# TO BE DONE
1. Duplicate the portion of the Accidental Life article starting with "- Country: Yugoslavia" and going on through "films ever made.".
2. Finish out the next part of the article on the film Accidental Life, picking up right after its final sentence.

# EXCERPTED PASSAGE
----

- Croatian: Slučajni život
- Directed by: Ante Peterlić
- Screenplay by: Petar Krelja Zoran Tadić Ante Peterlić
- Starring: Dragutin Klobučar Ivo Serdar Ana Karić Zvonimir Rogoz Helena Buljan Stjepan Bahert Fabijan Šovagović Dragan Milivojević Martin Sagner Branko Špoljar
- Cinematography: Ivica Rajković
- Edited by: Katja Majer
- Music by: Boško Petrović
- Production company: Film Authors' Studio
- Release date: July 22, 1969 (Yugoslavia);
- Running time: 66 minutes (81 minutes, according to some sources)
- Country: Yugoslavia
- Language: Croatian

= Accidental Life =

Accidental Life (Slučajni život) is a 1969 Yugoslav drama film directed by Ante Peterlić, starring Dragutin Klobučar, Ivo Serdar, Ana Karić and Zvonimir Rogoz.

An existential study of ordinary lives led by two alienated urban white collar workers whose friendship gets unsettled by a woman, Accidental Life was the only feature film of Ante Peterlić, Croatian film theorist and film critic. The film received mediocre reviews and went largely unnoticed after its release, but has been reevaluated decades later as one of the best Croatian films ever made.

== Plot ==
Filip (Dragutin Klobučar) and Stanko (Ivo Serdar) are two young clerks who share an office in a nondescript company. The two are also amateur rowers who train together. Their personalities are quite different: while Filip is fastidious, serious in relationships with women, and somewhat introverted and sensitive, Stanko is a womanizer and prone to shirking his duties at work. Still, they spend most of their time together, rowing on the Sava river in the morning, collaborating in the office during the day, and going out in the evening looking for female company - all trying desperately to escape from the tedium of everyday life. They see their senior colleague Jurak (Zvonimir Rogoz) as a dinosaur, dreading the possibility of becoming like him as they grow older.

Filip falls in love with an attractive female coworker and, as the events gradually unfold, differences in character between the two men create a simmering conflict...

== Background and production ==
By the time Ante Peterlić set out to direct Accidental Life, his debut feature film, he was already well known as a prominent young film critic, and a professor of film theory at the Faculty of Humanities and Social Sciences in Zagreb. In the 1960s he directed his first short TV drama, and was active as an assistant director in several feature films and documentaries, working also as a script doctor.

----

# DATA LINES
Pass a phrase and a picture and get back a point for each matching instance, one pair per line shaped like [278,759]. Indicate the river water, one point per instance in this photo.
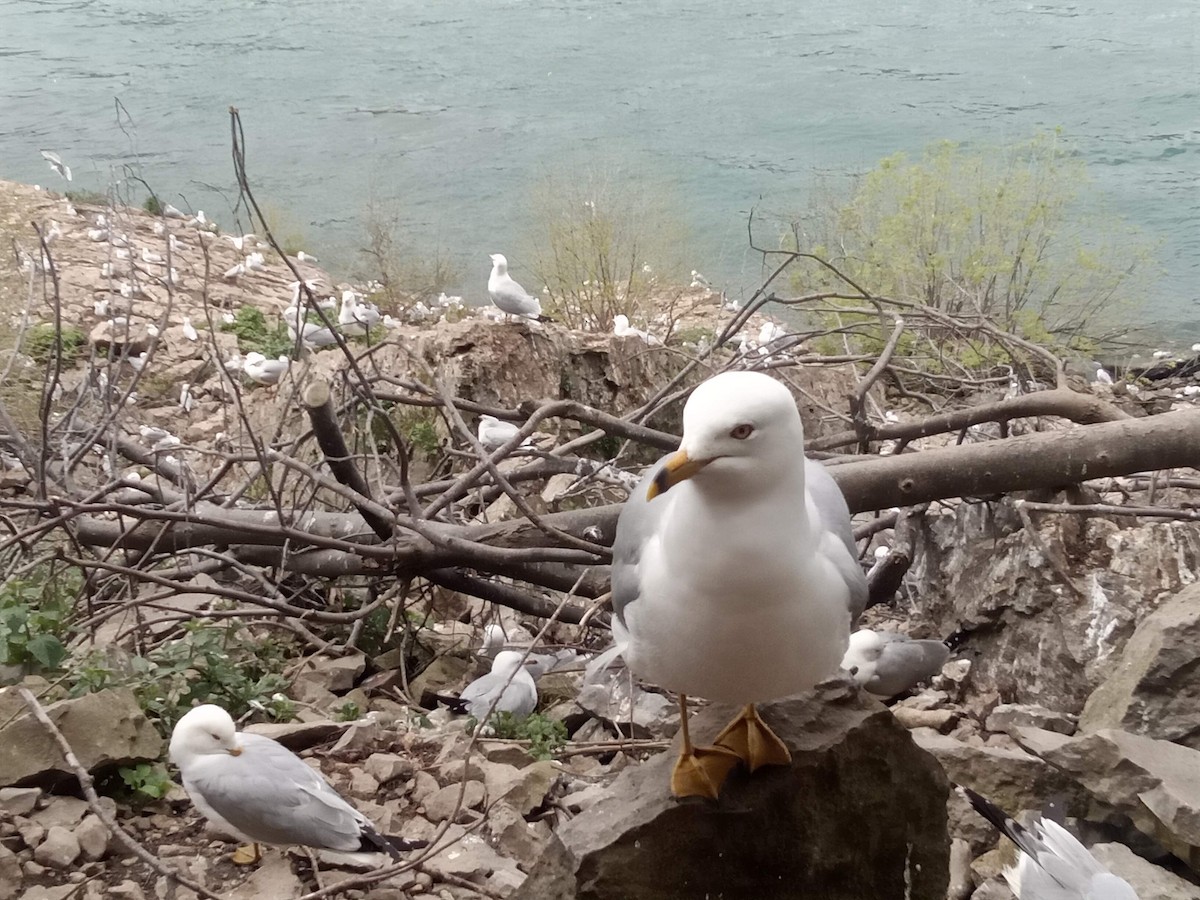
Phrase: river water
[447,114]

----

# OUTPUTS FOR THE TASKS
1.
- Country: Yugoslavia
- Language: Croatian

= Accidental Life =

Accidental Life (Slučajni život) is a 1969 Yugoslav drama film directed by Ante Peterlić, starring Dragutin Klobučar, Ivo Serdar, Ana Karić and Zvonimir Rogoz.

An existential study of ordinary lives led by two alienated urban white collar workers whose friendship gets unsettled by a woman, Accidental Life was the only feature film of Ante Peterlić, Croatian film theorist and film critic. The film received mediocre reviews and went largely unnoticed after its release, but has been reevaluated decades later as one of the best Croatian films ever made.

2.
The role of Stanko was initially intended for Zvonimir Črnko, but he was busy shooting a TV series, so Peterlić opted for Dragutin Klobučar. However, he felt that Klobučar was better suited for the character of Filip, the more introverted protagonist, so Stanko's role ultimately went to Ivo Serdar.

Due to budget constraints, the film was shot quickly, with a small crew. Peterlić likened the near-amateur filming conditions to those prevalent in the French New Wave, his main influence at the time. Still, he saw Accidental Life as a work that, rather than being a New Wave film per se, projected a New-Wave-like atmosphere by "striving to tell the truth about its times and about my generation by using a more modern way of storytelling".

== Themes and style ==
Croatian film critic Jurica Pavičić describes Accidental Life as typical in many respects for the Croatian cinema of the late 1960s, which was increasingly moving away from historical, rural settings and adopting urban themes and sensibilities. The two protagonists are members of the "lost generation" who are urban loners with no ambition or direction in life. They are also - as noted by film critic Slaven Zečević - uprooted people with no past, which makes them an oddity in a still traditional society which highly values family background and kinship.

The film's portrayal of a faceless, dehumanized workplace is highly reminiscent of Il Posto, a 1961 film by Ermanno Olmi. Accidental Life thus largely reflected the modernist sensibilities of its era, but opted for a classicist visual approach. As a fan of Howard Hawks and John Ford, Peterlić preferred the subtle, "invisible" style of directing - using simple, functional shots - over the more extravagant modernist film techniques.

== Reception ==
Accidental Life was shown at the Pula Film Festival, receiving mediocre reviews from the critics. During its five-week theatrical run in Grič Cinema in Zagreb, the film's earnings recovered its budget. It went largely unnoticed in Yugoslavia, despite receiving multiple recommendations in Cahiers du cinéma, the renowned French film magazine.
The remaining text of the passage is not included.